[УСЛОВИЕ ЗАДАЧИ A]
Определите, соответствуют ли тексту о кризисе «договорных отношений» утверждения (i)–(iii). На каждое ответьте «да» или «нет» и приведите дословно слова текста, которые это решают.
(i) Рюриковичи поддерживали символическую связь со скифской генеалогической легендой.
(ii) Икону «Чудо св. Феодора Тирона о змие» написал Никифор Савин, представитель новгородской школы иконописи.
(iii) Икона «Чудо св. Феодора Тирона о змие» хранится в Третьяковской галерее.
[УСЛОВИЕ ЗАДАЧИ B]
Ответьте по тексту о кризисе «договорных отношений» на вопросы (i)–(iii):
(i) Кто из академиков наиболее убедительно реконструировал славянский извод культа подземно-подводного ящера?
(ii) Какие три главных сословия скифского племени названы в легенде?
(iii) Какая иконографическая деталь нагляднее всего сближает изображения рептилий на ярославской иконе с «чудскими» ящерами?
[УСЛОВИЕ ЗАДАЧИ C] Перепишите дословно фрагмент текста о кризисе «договорных отношений» от слов «К числу таких» до слов «(Днепра) Змеедевы-ехидны Оры.».

[ФРАГМЕНТ ТЕКСТА]

----------------

Кризис «договорных отношений» между людьми и реликтовыми чудовищами в «Житии св. Федора Тирона»
Кризис «договорных отношений» между людьми и реликтовыми чудовищами на Руси, с большой степенью вероятности, приходится на XVI век, богатый знаковыми событиями, так или иначе связанными со славянским изводом культа подземно-подводного ящера, наиболее убедительно реконструированным академиком Б.А. Рыбаковым.
К числу таких знаковых событий можно отнести: брутальное нашествие ящеров-«коркодилов» 1582 года, зафиксированное в Псковской третьей летописи, прекращение практики широкого хождения амулетов-змеевиков, и постепенная утрата династией Рюриковичей лидирующего положения в системе государственной власти. Напомним, что именно Рюриковичи, как минимум на геральдическом уровне, поддерживали символическую связь со скифской генеалогической легендой о происхождении трех главных сословий скифского племени (земледельцы, воины и цари-маги) от брачного союза Геракла и дочери Борисфена (Днепра) Змеедевы-ехидны Оры.
Из субъекта «договорных отношений» ящер все более превращается в откровенного «супротивника». Указанная тенденция окончательно закрепляется сюжетным основанием иконы первой четверти XVII века «Чудо св. Феодора Тирона о змие» (Ярославль), написанной ярким представителем строгановской школы иконописи Никифором Савиным[7], а также соответствующим героическим эпизодом из «Жития св. Федора Тирона».
«Чудо св. Феодора Тирона о змие». Ярославль, XVII век. Дерево, темпера. Государственный Русский музей, Санкт-Петербург
Характерно, что на ярославской иконе в качестве противников святого в изобилии представлены рептилии, как две капли воды похожие на «чудских» ящеров. Наиболее очевидная иконографическая деталь, сближающая эти изображения, – загнутые кверху нос и нижняя челюсть чудовища.

----------------

[ЗАПИСИ НАБОРА ДАННЫХ]
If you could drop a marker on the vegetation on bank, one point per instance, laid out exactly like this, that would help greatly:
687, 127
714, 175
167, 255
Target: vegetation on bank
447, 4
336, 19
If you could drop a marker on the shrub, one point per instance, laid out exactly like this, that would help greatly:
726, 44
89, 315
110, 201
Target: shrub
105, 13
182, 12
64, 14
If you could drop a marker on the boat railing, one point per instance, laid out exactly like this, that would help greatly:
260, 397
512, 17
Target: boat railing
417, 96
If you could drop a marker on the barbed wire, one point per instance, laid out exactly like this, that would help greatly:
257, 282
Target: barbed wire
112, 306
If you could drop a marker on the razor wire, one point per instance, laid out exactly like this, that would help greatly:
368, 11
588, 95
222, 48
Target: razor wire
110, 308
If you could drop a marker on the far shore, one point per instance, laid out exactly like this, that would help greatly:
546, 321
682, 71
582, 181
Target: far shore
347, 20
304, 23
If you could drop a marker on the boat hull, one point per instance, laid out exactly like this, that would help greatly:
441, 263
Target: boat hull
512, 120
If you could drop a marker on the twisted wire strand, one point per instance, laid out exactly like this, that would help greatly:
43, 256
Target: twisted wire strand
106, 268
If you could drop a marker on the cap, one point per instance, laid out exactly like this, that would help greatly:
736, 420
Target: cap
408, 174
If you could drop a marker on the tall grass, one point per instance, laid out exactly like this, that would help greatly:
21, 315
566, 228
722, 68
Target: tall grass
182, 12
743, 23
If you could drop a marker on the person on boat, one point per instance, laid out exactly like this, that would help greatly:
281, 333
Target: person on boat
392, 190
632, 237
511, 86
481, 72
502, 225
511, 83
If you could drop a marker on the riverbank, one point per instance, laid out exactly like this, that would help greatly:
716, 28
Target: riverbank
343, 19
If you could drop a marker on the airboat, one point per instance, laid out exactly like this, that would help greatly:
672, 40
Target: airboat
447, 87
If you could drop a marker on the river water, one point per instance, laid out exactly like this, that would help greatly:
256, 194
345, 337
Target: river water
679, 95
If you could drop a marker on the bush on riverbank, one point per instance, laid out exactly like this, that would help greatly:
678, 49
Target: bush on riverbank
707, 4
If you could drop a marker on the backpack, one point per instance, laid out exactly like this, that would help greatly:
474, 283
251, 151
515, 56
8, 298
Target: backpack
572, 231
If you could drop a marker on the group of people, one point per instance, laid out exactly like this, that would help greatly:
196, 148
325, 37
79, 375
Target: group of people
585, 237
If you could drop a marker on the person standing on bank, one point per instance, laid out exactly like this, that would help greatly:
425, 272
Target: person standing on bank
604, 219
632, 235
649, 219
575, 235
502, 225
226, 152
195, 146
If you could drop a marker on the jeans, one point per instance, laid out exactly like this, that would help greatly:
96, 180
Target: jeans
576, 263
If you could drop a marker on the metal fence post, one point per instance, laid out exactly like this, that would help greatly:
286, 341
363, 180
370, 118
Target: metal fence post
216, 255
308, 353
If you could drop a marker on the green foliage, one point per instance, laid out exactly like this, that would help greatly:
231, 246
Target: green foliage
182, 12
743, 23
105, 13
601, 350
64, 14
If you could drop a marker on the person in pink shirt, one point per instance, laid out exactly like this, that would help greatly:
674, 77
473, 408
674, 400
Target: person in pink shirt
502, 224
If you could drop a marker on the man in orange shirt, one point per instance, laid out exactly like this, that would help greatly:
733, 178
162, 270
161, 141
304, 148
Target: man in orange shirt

----------------

[ОТВЕТ НА ЗАДАНИЕ A]
(i) Да: «именно Рюриковичи, как минимум на геральдическом уровне, поддерживали символическую связь со скифской генеалогической легендой».
(ii) Нет: «написанной ярким представителем строгановской школы иконописи Никифором Савиным».
(iii) Нет: «Государственный Русский музей, Санкт-Петербург».

[ОТВЕТ НА ЗАДАНИЕ B]
(i) Академик Б.А. Рыбаков.
(ii) Земледельцы, воины и цари-маги.
(iii) Загнутые кверху нос и нижняя челюсть чудовища.

[ОТВЕТ НА ЗАДАНИЕ C]
К числу таких знаковых событий можно отнести: брутальное нашествие ящеров-«коркодилов» 1582 года, зафиксированное в Псковской третьей летописи, прекращение практики широкого хождения амулетов-змеевиков, и постепенная утрата династией Рюриковичей лидирующего положения в системе государственной власти. Напомним, что именно Рюриковичи, как минимум на геральдическом уровне, поддерживали символическую связь со скифской генеалогической легендой о происхождении трех главных сословий скифского племени (земледельцы, воины и цари-маги) от брачного союза Геракла и дочери Борисфена (Днепра) Змеедевы-ехидны Оры.